Point annotation dataset rows
···
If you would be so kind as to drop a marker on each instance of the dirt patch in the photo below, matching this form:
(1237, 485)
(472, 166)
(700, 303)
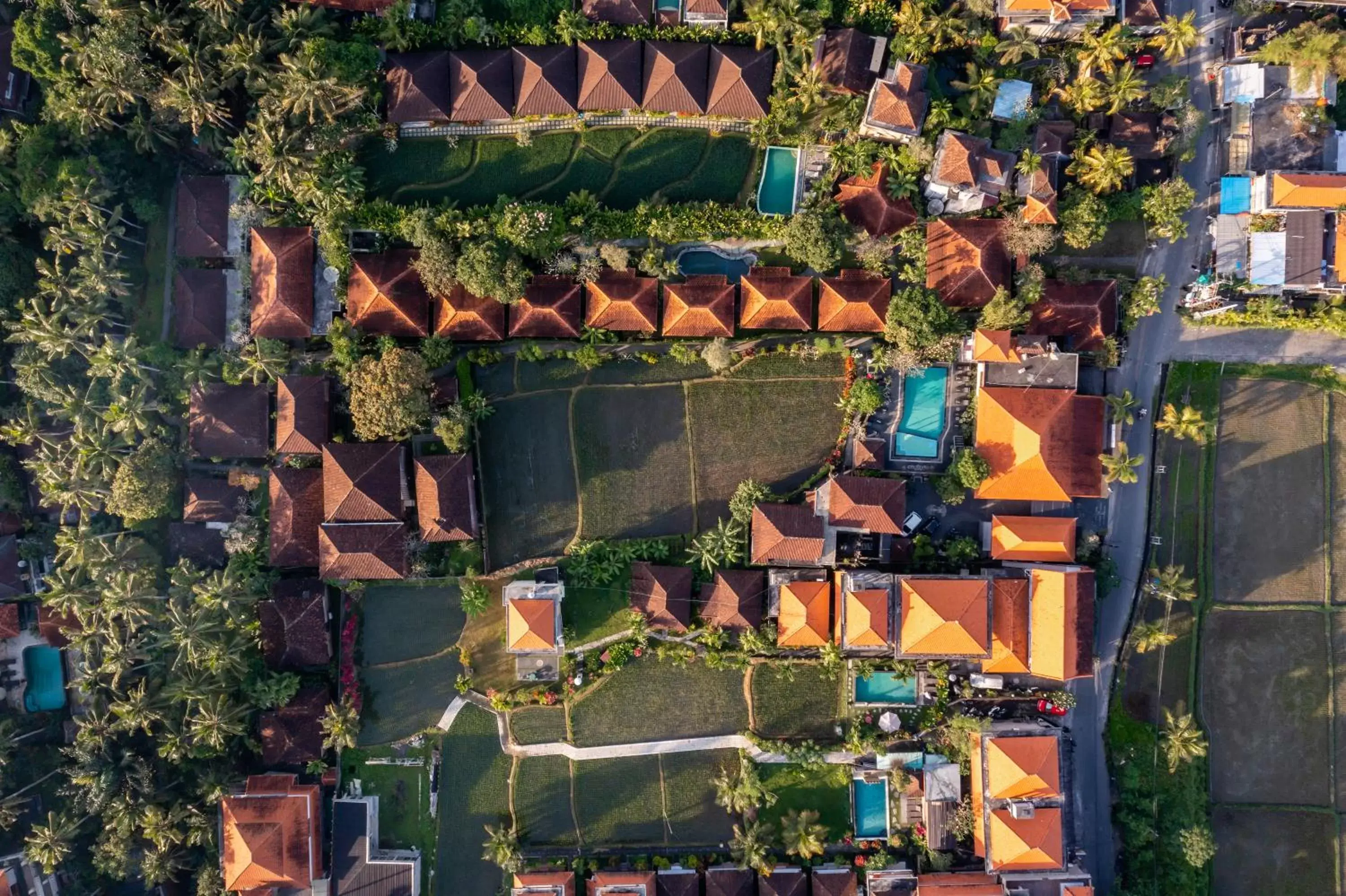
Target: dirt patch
(1268, 513)
(1264, 701)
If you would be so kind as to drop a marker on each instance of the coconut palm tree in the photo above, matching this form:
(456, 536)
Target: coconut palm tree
(1147, 637)
(1120, 466)
(1177, 37)
(803, 835)
(1103, 169)
(1182, 740)
(1186, 423)
(1018, 45)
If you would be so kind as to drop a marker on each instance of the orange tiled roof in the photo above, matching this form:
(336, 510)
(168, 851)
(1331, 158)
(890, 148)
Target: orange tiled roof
(1042, 444)
(805, 614)
(945, 617)
(1061, 623)
(772, 299)
(1023, 769)
(1036, 539)
(1026, 844)
(531, 625)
···
*What you should do:* Print all of the rows above word for word, but leave out the picture.

*Output of the exercise:*
If you would be so kind as to drop a marker on each instance of the dirt patch in the photo below, matching this form:
(1237, 485)
(472, 166)
(700, 303)
Target: dirt patch
(1268, 513)
(1264, 701)
If you would be so kind as to drop a marker on each instance of the coconut palm tree in the photo above, matching this form:
(456, 536)
Target: coconut palm tree
(1147, 637)
(1120, 466)
(1177, 37)
(803, 835)
(1103, 169)
(1182, 740)
(1186, 423)
(1018, 45)
If you would be so kind as to drop a marker on each instance of the orange tiled roof in the photo above, matching this form:
(336, 510)
(168, 851)
(1331, 158)
(890, 148)
Target: orange tiled roof
(1042, 444)
(805, 614)
(945, 617)
(1061, 623)
(772, 299)
(1023, 769)
(1036, 539)
(1026, 844)
(531, 625)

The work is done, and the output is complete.